TEXT PASSAGE:
Council to move forward with Ocean Properties’ pier plan
Waxman refuses to recuse herself
By Chris Busby
At an informal workshop session this evening, the Portland City Council agreed to pursue negotiations with Ocean Properties to redevelop the Maine State Pier. Mayor Jill Duson said an order to formally initiate the talks will be placed on the Council’s agenda next month.
Newly elected Councilor Dory Waxman attended the workshop and nervously read a brief statement acknowledging her past work for Ocean Properties promoting its plan for the pier. “I don’t have a conflict of interest,” she said, adding that she thinks it’s in the best interest of the city for her to participate in the pier redevelopment process. She made no further comments during the workshop, and no other councilors commented on her participation.

RECORDS SHOWN:
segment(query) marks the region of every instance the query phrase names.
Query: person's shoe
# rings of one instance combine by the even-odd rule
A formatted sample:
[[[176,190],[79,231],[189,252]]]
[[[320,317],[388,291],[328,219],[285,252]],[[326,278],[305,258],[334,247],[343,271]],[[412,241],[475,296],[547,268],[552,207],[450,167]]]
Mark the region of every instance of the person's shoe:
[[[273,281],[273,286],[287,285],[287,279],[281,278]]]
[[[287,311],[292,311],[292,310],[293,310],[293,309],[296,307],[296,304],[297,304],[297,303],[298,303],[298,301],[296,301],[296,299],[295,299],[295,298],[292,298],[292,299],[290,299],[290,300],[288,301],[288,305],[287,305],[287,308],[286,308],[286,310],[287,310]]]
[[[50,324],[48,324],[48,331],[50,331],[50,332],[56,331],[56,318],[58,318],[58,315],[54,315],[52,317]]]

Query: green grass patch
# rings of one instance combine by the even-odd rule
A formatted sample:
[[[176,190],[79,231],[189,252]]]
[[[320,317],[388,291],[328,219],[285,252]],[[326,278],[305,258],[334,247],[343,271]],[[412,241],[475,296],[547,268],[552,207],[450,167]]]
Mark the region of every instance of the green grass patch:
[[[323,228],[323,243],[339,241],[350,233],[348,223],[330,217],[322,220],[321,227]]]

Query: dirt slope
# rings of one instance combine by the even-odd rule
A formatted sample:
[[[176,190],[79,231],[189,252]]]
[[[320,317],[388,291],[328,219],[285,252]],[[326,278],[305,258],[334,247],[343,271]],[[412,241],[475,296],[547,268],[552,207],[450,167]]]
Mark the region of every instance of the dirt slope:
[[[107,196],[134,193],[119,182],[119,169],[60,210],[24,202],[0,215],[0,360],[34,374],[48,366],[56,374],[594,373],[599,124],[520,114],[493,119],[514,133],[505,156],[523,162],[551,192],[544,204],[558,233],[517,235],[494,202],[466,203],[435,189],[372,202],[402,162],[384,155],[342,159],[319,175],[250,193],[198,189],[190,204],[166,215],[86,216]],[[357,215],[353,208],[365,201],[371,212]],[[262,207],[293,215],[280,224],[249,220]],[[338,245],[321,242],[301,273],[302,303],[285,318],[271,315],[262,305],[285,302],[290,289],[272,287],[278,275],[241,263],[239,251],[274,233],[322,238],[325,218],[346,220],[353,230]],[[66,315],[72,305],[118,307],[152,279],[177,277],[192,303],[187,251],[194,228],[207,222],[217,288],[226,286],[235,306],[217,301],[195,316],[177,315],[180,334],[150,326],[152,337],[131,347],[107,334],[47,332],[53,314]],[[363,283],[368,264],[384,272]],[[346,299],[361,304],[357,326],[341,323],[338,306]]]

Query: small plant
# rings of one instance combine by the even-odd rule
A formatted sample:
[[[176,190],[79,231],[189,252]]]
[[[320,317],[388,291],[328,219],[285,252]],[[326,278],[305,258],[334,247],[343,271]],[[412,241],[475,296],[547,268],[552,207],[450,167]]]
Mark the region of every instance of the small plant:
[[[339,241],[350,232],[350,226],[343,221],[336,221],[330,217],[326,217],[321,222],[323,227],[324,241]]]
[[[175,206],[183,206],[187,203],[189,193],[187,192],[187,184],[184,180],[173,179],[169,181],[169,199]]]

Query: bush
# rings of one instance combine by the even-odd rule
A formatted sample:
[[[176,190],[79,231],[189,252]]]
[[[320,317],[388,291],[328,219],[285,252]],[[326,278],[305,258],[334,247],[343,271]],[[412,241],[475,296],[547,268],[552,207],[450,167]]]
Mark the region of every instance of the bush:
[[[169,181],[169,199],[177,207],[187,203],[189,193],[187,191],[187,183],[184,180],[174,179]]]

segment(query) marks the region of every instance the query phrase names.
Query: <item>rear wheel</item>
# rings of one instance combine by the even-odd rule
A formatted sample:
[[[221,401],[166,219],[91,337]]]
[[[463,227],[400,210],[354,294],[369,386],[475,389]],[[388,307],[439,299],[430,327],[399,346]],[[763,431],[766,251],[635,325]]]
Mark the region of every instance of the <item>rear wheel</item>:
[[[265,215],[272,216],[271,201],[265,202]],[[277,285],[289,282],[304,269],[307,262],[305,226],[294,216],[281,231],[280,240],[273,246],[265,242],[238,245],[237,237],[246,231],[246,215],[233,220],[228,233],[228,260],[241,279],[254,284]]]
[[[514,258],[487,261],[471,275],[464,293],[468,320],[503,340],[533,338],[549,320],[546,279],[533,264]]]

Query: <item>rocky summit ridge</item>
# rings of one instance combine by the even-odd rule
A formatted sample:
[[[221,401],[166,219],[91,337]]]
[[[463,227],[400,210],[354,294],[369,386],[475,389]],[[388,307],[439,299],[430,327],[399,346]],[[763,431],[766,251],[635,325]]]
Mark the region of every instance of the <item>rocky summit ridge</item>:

YOUR GOAL:
From the article on the Maine State Pier, write out the passage starting with "Council to move" and going on through "agenda next month.". Draw only on the article itself, not on the entries.

SOLUTION TO THIS EXERCISE:
Council to move forward with Ocean Properties’ pier plan
Waxman refuses to recuse herself
By Chris Busby
At an informal workshop session this evening, the Portland City Council agreed to pursue negotiations with Ocean Properties to redevelop the Maine State Pier. Mayor Jill Duson said an order to formally initiate the talks will be placed on the Council’s agenda next month.